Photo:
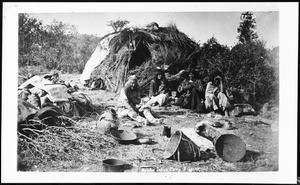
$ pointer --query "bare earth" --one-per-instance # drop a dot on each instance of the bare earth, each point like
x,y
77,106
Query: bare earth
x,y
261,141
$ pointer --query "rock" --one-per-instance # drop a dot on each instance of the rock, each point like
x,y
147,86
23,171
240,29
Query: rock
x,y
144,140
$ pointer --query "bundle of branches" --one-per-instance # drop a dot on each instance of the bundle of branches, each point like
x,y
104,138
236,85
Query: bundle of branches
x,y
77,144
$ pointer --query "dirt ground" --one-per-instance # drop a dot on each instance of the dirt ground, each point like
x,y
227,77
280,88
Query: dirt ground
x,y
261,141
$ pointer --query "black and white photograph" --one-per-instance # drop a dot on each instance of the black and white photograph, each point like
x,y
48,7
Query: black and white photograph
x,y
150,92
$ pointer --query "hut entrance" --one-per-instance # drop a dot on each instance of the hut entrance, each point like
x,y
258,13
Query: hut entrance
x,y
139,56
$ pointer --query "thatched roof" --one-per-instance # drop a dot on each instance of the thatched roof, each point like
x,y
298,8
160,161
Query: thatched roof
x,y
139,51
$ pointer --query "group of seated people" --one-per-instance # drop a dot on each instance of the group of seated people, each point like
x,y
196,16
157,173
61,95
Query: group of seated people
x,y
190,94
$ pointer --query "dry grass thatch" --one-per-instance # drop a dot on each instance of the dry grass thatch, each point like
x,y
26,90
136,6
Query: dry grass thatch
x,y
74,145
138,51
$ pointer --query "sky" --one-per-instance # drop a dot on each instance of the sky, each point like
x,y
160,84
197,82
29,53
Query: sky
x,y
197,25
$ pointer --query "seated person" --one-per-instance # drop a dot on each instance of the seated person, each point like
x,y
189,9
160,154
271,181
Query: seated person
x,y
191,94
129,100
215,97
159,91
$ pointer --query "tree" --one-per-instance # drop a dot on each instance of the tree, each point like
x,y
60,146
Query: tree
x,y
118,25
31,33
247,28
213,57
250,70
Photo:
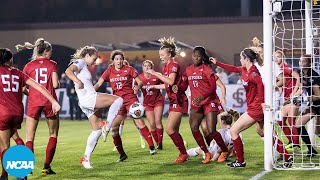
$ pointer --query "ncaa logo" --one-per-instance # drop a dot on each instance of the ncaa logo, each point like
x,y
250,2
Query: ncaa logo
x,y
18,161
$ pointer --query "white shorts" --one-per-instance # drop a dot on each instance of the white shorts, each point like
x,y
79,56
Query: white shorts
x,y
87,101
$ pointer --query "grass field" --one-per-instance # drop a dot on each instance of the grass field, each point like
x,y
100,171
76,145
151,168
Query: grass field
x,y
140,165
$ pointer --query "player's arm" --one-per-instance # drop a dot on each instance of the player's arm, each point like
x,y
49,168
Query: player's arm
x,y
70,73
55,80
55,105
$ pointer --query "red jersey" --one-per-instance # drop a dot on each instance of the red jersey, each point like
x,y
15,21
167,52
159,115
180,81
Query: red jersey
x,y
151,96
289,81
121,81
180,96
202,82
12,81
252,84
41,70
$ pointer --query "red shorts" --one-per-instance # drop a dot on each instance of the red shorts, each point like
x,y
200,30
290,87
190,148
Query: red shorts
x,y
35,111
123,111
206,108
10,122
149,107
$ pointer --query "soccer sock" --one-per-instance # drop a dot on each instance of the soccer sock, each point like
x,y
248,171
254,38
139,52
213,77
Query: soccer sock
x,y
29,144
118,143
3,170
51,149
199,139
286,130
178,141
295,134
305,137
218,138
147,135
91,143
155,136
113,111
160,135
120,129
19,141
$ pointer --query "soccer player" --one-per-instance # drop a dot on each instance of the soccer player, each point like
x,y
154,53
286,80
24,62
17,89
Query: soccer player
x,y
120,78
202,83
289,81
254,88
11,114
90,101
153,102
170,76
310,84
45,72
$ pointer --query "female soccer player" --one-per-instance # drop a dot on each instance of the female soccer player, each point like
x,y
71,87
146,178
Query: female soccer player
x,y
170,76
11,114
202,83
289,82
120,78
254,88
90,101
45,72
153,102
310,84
* * *
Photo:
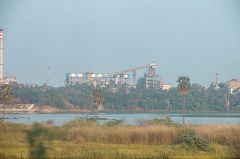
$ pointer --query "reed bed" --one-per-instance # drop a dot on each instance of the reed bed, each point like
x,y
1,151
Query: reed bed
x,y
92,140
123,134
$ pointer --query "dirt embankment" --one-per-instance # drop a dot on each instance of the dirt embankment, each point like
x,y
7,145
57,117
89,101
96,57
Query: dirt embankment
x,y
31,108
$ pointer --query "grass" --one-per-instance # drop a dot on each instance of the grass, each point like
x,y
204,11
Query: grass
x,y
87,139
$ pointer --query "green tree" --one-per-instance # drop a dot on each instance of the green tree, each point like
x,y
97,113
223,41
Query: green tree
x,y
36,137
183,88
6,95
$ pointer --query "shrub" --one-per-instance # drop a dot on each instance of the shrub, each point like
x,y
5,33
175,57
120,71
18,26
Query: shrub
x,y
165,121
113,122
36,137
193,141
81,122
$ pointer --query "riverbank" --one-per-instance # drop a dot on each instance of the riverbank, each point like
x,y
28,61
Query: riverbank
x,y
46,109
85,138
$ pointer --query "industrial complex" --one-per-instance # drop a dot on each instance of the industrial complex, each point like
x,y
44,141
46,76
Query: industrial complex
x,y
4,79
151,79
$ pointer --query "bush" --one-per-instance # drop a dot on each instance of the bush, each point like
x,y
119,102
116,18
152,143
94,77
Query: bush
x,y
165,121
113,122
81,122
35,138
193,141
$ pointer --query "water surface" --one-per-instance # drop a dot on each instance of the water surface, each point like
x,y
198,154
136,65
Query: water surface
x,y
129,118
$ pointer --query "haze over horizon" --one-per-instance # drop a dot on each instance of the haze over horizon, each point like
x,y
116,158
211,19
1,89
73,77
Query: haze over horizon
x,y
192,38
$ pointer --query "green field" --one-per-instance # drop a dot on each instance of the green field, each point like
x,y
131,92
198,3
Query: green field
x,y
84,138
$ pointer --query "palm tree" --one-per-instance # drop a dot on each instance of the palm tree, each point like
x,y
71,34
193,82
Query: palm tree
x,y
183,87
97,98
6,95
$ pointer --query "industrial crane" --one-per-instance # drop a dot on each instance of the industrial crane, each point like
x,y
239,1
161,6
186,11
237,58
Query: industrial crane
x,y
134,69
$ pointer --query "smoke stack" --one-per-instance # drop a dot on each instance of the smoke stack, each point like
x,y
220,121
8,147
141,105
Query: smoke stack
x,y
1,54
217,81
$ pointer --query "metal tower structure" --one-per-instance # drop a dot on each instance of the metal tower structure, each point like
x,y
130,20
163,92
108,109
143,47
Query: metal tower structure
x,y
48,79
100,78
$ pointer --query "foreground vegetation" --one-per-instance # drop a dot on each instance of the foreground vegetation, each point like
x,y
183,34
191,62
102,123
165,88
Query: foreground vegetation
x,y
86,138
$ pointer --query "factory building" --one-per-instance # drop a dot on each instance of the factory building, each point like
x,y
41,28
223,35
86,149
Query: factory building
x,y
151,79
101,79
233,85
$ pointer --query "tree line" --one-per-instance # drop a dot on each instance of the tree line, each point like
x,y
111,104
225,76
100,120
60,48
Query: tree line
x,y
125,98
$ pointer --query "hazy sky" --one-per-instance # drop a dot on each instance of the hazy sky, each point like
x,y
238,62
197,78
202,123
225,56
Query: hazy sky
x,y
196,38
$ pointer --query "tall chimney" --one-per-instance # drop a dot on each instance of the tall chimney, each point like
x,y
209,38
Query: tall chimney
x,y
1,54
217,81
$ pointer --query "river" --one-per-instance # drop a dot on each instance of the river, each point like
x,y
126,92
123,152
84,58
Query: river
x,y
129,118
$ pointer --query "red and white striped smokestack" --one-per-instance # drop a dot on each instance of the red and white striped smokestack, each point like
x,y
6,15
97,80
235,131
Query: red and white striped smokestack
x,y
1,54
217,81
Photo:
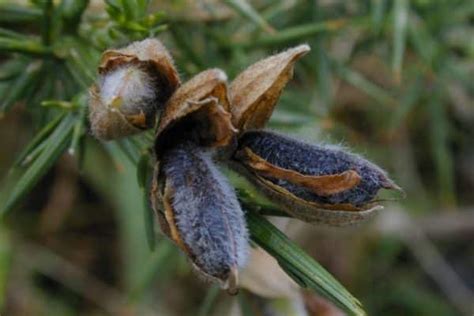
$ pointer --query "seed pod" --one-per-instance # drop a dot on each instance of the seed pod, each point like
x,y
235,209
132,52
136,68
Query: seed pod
* * *
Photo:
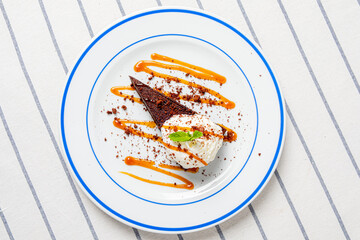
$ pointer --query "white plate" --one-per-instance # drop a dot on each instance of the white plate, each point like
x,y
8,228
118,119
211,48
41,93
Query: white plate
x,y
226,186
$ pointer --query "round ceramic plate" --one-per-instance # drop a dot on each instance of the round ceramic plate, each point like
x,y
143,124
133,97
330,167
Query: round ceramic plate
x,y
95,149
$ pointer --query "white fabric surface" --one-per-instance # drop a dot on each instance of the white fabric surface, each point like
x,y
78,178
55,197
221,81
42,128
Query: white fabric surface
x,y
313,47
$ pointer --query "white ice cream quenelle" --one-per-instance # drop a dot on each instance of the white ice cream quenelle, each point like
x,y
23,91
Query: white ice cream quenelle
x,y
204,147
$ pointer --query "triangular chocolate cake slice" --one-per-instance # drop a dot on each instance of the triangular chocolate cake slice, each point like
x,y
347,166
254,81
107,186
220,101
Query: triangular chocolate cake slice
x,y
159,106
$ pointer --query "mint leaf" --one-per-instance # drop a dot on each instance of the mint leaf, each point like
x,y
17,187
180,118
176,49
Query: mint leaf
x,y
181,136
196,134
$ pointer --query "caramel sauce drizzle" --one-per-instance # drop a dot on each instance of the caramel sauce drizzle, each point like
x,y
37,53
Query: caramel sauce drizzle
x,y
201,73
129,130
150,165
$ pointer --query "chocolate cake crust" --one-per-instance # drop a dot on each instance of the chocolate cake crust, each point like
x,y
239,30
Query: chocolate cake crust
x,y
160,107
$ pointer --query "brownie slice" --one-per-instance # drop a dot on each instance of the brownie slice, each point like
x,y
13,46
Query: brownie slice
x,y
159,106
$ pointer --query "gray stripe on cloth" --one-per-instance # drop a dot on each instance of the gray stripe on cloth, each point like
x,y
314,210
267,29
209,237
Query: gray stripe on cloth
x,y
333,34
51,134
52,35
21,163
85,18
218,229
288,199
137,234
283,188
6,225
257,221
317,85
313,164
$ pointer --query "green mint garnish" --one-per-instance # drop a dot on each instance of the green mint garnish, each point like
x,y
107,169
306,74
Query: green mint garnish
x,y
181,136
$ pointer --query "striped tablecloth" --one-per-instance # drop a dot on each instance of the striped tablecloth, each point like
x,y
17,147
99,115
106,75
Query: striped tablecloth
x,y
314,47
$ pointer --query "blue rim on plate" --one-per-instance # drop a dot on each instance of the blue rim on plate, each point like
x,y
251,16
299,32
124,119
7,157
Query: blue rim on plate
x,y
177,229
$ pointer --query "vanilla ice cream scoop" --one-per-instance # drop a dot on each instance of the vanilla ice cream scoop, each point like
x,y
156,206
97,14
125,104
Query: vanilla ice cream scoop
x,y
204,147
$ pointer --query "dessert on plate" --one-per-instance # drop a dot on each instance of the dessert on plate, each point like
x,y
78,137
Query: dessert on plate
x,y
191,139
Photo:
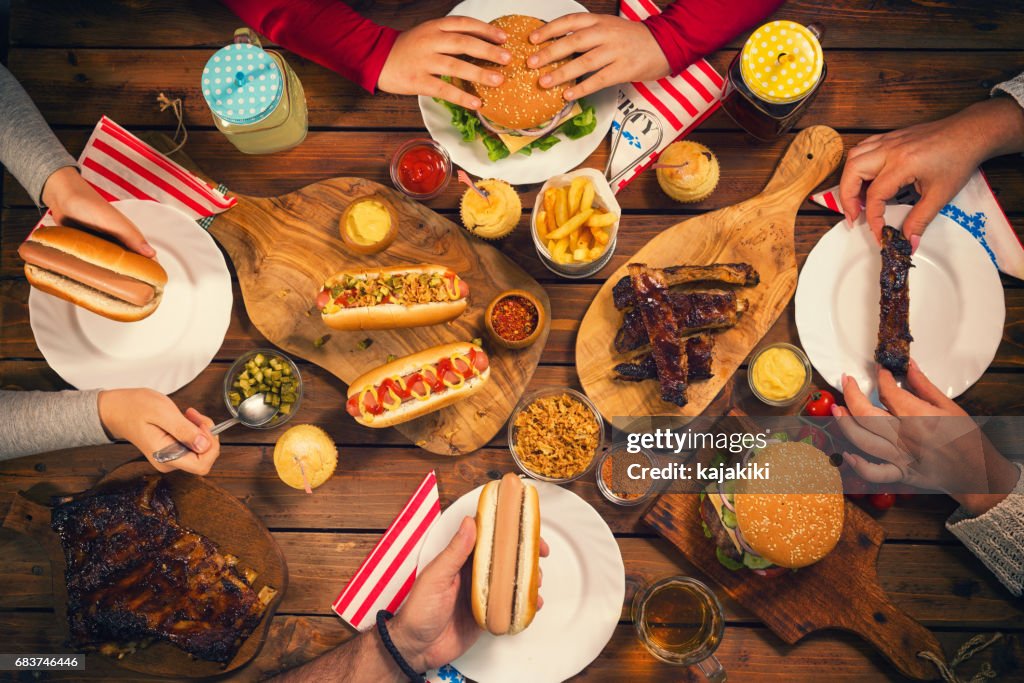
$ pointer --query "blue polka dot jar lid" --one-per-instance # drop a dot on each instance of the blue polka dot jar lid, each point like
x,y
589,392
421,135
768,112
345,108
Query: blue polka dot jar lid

PROMPT
List every line in the rows above that contains the word "tree". Case counts.

FULL OUTPUT
$ pointer --query "tree" --one-per-instance # drop a dot on each instance of the tree, each point like
Query: tree
$ pointer --query "green tree" --one-per-instance # drop a dot on each instance of the green tree, each point like
Query: green tree
$ pointer --query "palm tree" --one-per-instance # drop a dot on each instance of the palm tree, each point like
Query: palm tree
$ pointer --query "tree line" --one-per-instance # drop a dot on each instance of the tree line, each point like
Query: tree line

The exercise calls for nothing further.